*** Исходный текст

Но прелюбопытнейшее открылось в «Киевской Старине» 1890 года, в публикации некоторых бумаг о «гайдамаках», или разбойниках, осуждённых за два десятка лет перед тем военно-судной комиссией. В 1870 году по тем краям пошло холерное «поветрие», народ, в виду неостановимых и повальных смертей, заволновался. Вот как передаёт историю Я.Канторович:

«... между крестьянами <...> возникли частые толки о том, что по селу кто-то ходит, отворяет окна и “надыхуе” через них в хаты, отчего народу мрет больше, чем бы мерло без этого. Несколько человек из громады, ввиду таких толков, поставили себе целью выследить виновника народного бедствия. Вскоре на одном из сборищ было заявлено некоторыми из присутствовавших, что они видели ходящего по селу упыря, что на упыря этого с остервенением нападали собаки, а скот при виде его стремительно убегал. Последили при этом и во что был одет упырь: он был в белой рубахе и синих суконных штанах, от колен подштукованных белым сукном. А в таком одеянии, как всем было известно, ходил обыкновенно приходский войтовский поп, о.Василий. Тогда у всех явилось подозрение, что ходит по селу по ночам не кто иной, как поп. Обратились с вопросом об этом к самому батюшке, но он категорично отрицал возводимое на него обвинение. Тогда спросили попадью, ходит ли батюшка ночью по селу, - и она тотчас заявила, что ходит и что у него бывает по ночам его уже умершая сестра вместе с другими мертвецами, причем все они толкутся с шумом по комнате и “клацают ртами, как будто едят”. Ввиду такого показания сделали очную ставку попадье с попом, ее мужем, требуя, чтобы она сказанное ею повторила в его присутствии. Она повторила, добавив: “Не запирайся, попе, бо сама правда, що ты ходыш по селу вночи”. Это подтвердила и попова кухарка. После этого участь попа была решена. Тринадцать человек, выбранные громадой, сперва пошли и выкопали на кладбище яму, а затем явились к попу и в то время, как он вышел из приходского дома, кинулись на него и стали бить дрючьями. Избив его до полусмерти, достали носилки, положили его на них и отнесли к выкопанной яме. Там, пробив его осиновым колом от плеча к плечу “навылет”, бросили в яму и, не слушая мольбы попа, заживо закидали его землей. Поветрие после этого, по показаниям участвовавших в убийстве, затихло, хотя не совсем. На суд попал только один участник убийства, 26-летний крестьянин села Войтовки Леско Ковбасюк, остальные умерли от поветрия. Ковденская военно-судная комиссия отпустила его без наказания, вероятно потому, что был убит схизматический поп».**

Дочитав, вспоминаю – из «Великого инквизитора», современного (по времени создания) приведённым здесь примерам дикости народных, человечьих толп: «Повторяю тебе, завтра же ты увидишь это послушное стадо, которое по первому мановению моему бросится подгребать горячие угли к костру твоему, на котором сожгу тебя за то, что пришел нам мешать. Ибо если был кто всех более заслужил наш костер, то это ты. Завтра сожгу тебя. Dixi» (237; 14).

******
*** Выдержка из данных

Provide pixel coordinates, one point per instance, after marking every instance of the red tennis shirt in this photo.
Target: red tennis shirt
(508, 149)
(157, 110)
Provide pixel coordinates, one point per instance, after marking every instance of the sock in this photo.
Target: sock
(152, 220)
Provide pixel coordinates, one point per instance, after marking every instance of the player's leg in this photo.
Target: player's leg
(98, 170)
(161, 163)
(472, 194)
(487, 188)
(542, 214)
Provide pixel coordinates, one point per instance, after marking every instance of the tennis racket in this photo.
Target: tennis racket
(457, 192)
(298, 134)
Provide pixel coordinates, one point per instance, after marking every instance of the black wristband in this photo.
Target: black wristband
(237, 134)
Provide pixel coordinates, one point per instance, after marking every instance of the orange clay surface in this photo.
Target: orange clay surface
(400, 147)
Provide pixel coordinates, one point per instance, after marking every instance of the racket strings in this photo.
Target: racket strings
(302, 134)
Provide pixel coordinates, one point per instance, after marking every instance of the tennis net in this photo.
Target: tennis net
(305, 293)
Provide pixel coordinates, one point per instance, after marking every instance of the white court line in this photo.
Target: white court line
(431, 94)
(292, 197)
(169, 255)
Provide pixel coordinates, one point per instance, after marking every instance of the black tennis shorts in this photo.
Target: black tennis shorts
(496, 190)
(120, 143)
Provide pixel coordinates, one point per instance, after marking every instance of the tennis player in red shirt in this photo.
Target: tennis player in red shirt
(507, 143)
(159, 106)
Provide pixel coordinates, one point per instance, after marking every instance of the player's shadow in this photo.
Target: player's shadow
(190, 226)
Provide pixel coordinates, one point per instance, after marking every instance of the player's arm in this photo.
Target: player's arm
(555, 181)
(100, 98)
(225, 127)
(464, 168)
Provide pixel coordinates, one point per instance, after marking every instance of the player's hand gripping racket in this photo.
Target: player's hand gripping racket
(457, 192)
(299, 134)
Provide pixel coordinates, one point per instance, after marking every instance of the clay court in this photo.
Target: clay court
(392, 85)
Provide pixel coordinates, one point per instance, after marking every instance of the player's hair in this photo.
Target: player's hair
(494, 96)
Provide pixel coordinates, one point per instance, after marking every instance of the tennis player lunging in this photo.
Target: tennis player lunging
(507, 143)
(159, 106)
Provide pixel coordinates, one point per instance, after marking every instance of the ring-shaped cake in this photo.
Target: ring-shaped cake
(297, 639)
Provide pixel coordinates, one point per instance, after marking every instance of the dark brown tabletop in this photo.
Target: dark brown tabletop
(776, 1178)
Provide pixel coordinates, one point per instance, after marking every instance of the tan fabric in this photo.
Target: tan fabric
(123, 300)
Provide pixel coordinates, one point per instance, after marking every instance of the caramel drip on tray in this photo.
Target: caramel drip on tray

******

Ваше задание:
Согласуются ли с исходным текстом утверждения (a) «попа убили тринадцать человек, выбранных громадой», (b) «после убийства поветрие полностью прекратилось» и (c) «Леско Ковбасюк был приговорён к наказанию»? На каждое ответьте «да» или «нет» и приведите решающие слова исходного текста дословно.

Ответ на задание:
(a) Да: «Тринадцать человек, выбранные громадой».
(b) Нет: «Поветрие после этого, по показаниям участвовавших в убийстве, затихло, хотя не совсем».
(c) Нет: «Ковденская военно-судная комиссия отпустила его без наказания».